• _EXERCISES_
**1.** From the Prosus article, reproduce word for word everything from "The 47-year-old, who" down to "Germany’s Delivery Hero.".
**2.** In one to three sentences, give the reason Bloisi offers in the Prosus article for saying the European technology sector needs a shake-up.

Fabricio Bloisi, chief executive officer of Prosus NV, during a Bloomberg Television interview in London, UK, on Monday, Oct. 21, 2024. We are going to re-imagine e-commerce through AI and I am confident that Prosus will contribute quite a lot in emerging market services, Bloisi said. Photographer: Jose Sarmento Matos/Bloomberg via Getty Images
Bloisi is betting the $4.3 billion deal to buy Dutch food delivery company Just Eat Takeaway might kick off the shake up that he says the European technology sector needs and put Prosus on track to creating super apps spanning on-demand services to create lifestyle-experiences.
“Europe has very few big tech companies — the big food delivery companies are valued at about $4-or-$5 billion — where as a similar company in America values at $80 billion, or China $120 billion,” Bloisi said in an interview this month. “That’s food delivery, but it’s the same for messaging or e-commerce or payments – Europe lacks a tech company compatible with its size.”
The 47-year-old, who took the job in July, is motivated to find a big new source of growth. He’s set to get a $100 million bonus if he’s able to double the company’s valuation by June 30, 2028. Just Eat, his biggest deal so far, will make Prosus the world’s fourth-largest food delivery company by gross transaction value. The company also owns Brazil’s iFood and stakes in China’s Meituan, India’s Swiggy and Germany’s Delivery Hero.

• _Stored data entries_
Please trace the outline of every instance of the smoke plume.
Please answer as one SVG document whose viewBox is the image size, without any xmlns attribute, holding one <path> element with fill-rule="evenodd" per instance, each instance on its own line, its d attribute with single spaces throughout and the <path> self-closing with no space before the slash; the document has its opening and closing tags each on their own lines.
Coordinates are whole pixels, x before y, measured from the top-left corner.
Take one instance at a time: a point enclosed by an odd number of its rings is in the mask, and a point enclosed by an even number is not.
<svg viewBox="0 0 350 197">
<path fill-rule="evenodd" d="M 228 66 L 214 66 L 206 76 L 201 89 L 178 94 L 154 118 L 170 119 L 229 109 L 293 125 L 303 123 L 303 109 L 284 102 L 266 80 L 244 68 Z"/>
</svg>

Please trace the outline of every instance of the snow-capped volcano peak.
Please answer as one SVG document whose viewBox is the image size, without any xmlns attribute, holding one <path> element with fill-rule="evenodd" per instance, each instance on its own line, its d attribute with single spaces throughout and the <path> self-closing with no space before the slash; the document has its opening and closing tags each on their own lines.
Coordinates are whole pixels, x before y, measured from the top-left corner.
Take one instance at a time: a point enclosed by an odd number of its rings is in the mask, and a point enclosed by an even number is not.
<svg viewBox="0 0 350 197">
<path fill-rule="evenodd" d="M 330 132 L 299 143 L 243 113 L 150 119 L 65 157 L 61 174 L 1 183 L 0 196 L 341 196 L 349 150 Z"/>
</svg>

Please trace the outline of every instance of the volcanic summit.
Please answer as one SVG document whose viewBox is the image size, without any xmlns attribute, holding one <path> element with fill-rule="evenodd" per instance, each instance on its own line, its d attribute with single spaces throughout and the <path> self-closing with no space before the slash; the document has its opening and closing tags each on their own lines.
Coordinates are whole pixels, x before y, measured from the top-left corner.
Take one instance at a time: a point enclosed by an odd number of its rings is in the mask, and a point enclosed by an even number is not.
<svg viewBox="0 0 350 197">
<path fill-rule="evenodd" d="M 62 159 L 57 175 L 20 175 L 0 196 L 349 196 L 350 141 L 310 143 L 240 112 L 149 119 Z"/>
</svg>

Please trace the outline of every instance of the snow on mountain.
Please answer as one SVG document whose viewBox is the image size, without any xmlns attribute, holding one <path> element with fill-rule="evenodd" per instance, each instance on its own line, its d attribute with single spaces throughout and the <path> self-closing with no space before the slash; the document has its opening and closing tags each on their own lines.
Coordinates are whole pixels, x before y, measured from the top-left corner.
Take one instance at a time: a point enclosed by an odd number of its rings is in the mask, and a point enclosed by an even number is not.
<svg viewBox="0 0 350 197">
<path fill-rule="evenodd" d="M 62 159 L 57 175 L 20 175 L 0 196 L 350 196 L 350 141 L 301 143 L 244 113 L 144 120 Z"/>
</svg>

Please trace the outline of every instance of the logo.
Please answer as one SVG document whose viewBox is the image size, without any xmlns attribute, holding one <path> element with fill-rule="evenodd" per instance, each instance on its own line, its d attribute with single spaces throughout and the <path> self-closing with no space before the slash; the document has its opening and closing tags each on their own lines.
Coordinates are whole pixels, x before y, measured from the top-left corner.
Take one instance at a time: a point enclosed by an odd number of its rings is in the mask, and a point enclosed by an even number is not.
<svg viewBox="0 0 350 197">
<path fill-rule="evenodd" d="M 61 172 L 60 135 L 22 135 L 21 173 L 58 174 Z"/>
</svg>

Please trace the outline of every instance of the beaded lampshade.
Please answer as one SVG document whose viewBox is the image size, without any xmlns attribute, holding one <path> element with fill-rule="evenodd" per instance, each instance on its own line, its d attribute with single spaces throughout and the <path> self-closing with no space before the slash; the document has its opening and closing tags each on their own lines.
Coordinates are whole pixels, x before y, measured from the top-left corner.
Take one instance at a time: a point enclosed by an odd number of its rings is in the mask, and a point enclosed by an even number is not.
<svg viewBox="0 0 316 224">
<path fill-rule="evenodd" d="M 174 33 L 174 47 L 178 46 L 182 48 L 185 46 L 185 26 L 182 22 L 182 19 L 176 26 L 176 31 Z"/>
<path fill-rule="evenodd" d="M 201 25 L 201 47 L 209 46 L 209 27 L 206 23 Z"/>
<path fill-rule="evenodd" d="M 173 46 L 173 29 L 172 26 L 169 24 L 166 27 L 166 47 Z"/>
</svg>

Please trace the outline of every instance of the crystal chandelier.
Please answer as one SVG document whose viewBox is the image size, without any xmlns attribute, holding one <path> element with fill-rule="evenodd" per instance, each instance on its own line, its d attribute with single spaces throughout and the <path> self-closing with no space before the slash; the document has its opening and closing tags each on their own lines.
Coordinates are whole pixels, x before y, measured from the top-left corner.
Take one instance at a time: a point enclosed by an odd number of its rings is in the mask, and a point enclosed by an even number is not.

• _EXERCISE RESULTS_
**1.**
The 47-year-old, who took the job in July, is motivated to find a big new source of growth. He’s set to get a $100 million bonus if he’s able to double the company’s valuation by June 30, 2028. Just Eat, his biggest deal so far, will make Prosus the world’s fourth-largest food delivery company by gross transaction value. The company also owns Brazil’s iFood and stakes in China’s Meituan, India’s Swiggy and Germany’s Delivery Hero.

**2.** Bloisi says Europe has very few big tech companies. Its big food delivery companies are valued at about $4 or $5 billion, while a similar company is valued at $80 billion in America and $120 billion in China. He adds that the same holds for messaging, e-commerce and payments, so Europe lacks a tech company compatible with its size.